Aim of the task:
Reproduce all records exactly.

Source material:
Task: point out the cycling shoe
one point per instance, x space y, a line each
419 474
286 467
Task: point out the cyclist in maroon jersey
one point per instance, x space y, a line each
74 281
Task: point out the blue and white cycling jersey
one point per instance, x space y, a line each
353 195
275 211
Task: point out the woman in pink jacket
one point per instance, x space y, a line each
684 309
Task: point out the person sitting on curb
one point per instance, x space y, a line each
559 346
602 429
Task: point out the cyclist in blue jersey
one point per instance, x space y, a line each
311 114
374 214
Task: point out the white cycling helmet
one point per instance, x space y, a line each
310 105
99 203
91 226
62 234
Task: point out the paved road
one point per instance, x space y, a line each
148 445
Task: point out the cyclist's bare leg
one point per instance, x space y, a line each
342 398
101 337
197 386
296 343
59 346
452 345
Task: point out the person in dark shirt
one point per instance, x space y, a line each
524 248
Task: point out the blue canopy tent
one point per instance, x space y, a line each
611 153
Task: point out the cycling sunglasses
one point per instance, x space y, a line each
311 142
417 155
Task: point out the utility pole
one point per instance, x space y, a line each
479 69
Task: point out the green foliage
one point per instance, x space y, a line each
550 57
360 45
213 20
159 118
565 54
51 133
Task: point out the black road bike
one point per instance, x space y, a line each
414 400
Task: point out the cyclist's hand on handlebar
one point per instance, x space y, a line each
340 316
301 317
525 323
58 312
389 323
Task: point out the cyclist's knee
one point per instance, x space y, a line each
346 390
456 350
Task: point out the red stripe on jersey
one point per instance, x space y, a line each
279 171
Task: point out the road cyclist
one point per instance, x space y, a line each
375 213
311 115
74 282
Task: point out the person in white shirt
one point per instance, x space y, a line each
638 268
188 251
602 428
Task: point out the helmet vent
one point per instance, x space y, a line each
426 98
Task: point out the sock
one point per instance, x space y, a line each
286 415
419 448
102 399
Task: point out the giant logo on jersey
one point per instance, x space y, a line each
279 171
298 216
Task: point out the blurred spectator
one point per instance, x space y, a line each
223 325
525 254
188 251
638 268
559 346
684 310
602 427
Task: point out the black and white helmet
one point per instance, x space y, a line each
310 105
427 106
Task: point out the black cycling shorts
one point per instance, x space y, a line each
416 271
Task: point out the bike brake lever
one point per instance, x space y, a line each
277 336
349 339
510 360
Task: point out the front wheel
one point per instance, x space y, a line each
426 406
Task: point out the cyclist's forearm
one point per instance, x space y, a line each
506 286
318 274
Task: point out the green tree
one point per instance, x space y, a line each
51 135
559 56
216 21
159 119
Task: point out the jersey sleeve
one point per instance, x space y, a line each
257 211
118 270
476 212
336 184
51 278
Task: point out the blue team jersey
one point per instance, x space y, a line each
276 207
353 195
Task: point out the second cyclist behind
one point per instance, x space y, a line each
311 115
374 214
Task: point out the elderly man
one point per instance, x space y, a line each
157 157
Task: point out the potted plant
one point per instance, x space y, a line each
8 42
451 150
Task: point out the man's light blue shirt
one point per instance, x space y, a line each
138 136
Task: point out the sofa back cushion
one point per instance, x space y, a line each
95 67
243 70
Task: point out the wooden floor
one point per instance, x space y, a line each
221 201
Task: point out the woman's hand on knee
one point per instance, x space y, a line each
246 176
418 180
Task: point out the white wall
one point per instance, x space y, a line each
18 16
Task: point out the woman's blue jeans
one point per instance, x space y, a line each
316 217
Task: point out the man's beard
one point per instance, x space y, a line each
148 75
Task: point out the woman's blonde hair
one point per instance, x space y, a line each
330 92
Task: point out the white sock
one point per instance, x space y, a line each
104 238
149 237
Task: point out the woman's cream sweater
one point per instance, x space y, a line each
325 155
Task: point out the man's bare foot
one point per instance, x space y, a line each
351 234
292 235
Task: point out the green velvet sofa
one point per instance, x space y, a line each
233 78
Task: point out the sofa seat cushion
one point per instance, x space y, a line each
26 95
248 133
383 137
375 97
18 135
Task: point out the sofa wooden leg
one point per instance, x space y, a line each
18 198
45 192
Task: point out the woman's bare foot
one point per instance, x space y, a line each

Problem solution:
Task: point out the cycling shoe
one point per instance, x space y, a line each
419 474
286 467
Task: point out the cyclist in maroon jersey
one point per instance, x space y, a line each
74 281
Task: point out the blue and white cycling jersey
one point per instance, x space y, a line each
353 195
275 211
Task: point out the woman in pink jacket
one point per instance, x space y, a line each
684 309
Task: point out the person sitting on curb
one point per instance, x space y, a line each
559 346
602 429
Task: point out the cyclist in blue jersey
one point per instance, x space y, a line each
311 114
374 214
Task: point out the white cycling helmet
one point per instance, x space y, a line each
310 105
99 203
91 226
62 234
Task: point out the paved road
one point per instance, x space y, a line each
148 445
Task: point out the cyclist's bare leg
one point per instance, x space y, a line each
342 398
101 337
197 386
296 343
59 346
452 345
Task: point out the person in dark shirt
one point per instance, x space y, a line each
524 248
Task: point out the blue canopy tent
one point per instance, x space y, a line each
611 153
Task: point out the cycling sunglasses
one point per instance, x space y, a line each
311 142
417 155
Task: point out the utility pole
one point per instance, x space y, a line each
479 69
Task: point out the green foliage
one point per instance, x space y, a line each
550 57
360 45
213 20
159 118
565 54
51 133
Task: point out the black road bike
one point per instance, x space y, a line each
414 400
Task: point out the cyclist's hand on handlebar
one point per instance, x space y, a line each
340 316
301 317
525 323
58 312
389 323
Task: point out the cyclist's knee
one point per instance, x space y, a line each
346 390
456 350
Task: point out the red stripe on jersey
one point per instance, x space y, a line each
279 171
Task: point out the road cyclist
one point per instance, x space y, a line each
375 213
311 115
74 282
Task: point out the person in white shirt
one point per instance, x space y, a line each
638 268
188 251
602 428
Task: point out the helmet vent
one point per instance, x space y, a line each
426 98
Task: point out the sock
one point per instance, x space y, a line each
286 415
419 448
102 399
Task: point out the giant logo on jersey
one point per instance, x space y, a line each
279 171
298 216
Task: point out the blurred spectator
one point per instance, x space y, a line each
223 325
525 254
188 251
638 268
559 346
684 310
602 427
Task: point out the black and white helmet
one point per instance, x space y, a line each
310 105
427 106
Task: point out the black cycling shorts
one point per instance, x space y, a line each
416 271
Task: point out the bike brake lever
one point per instance, x space y, a line each
277 336
349 339
510 360
Task: point out the front wheel
one point per instance, x space y, a line each
426 406
Task: point out the cyclist's forearm
one point per instance, x space y, a line each
506 286
318 274
Task: point out the green tree
one point per instance, x space y, a line each
51 135
559 56
216 21
159 119
Task: point out the jersey sleeve
one point per instance, x space y, a line each
257 211
118 270
476 212
336 184
51 278
Task: point out the blue team jersey
one point per instance, x space y, a line each
276 207
353 195
Task: point out the second cyclist behind
one point per instance, x space y, a line each
311 115
374 214
Task: point out the elderly man
one point per instance, x space y, a line each
157 157
Task: point out the potted plant
one point per instance, x space y, a line each
8 42
451 150
Task: point out the man's light blue shirt
one point per instance, x space y, a line each
138 136
Task: point out the sofa back cushion
one point per instance, x space y, a line each
95 67
243 70
Task: point out the wooden floor
one point per instance, x space y, a line each
221 201
Task: point out the woman's hand on knee
one point per instance, x space y, a line each
246 176
418 180
Task: point out the white wall
one point per instance, x space y, a line each
18 16
Task: point out the woman's blue jeans
one point per instance, x space y, a line each
316 217
Task: point out the man's beard
one point per instance, x space y, a line each
148 75
Task: point out the woman's blonde hair
one point per instance, x space y, a line each
330 92
Task: point out the white sock
one point per instance, x space y, a line each
104 238
149 237
Task: point out the woman's cream sweater
one point per instance, x space y, a line each
325 155
Task: point out the man's bare foot
one point per instance, x space y, a line each
351 234
292 235
Task: point out the green velvet sofa
one point per instance, x space y, a line each
233 78
Task: point out the sofa seat cushion
one point per instance, x space y, a line each
26 95
248 133
383 137
375 97
18 135
Task: point out the sofa wooden leg
one point per instance, x space y, a line each
18 198
45 192
Task: point out the woman's bare foot
one point per instance, x space y, a line each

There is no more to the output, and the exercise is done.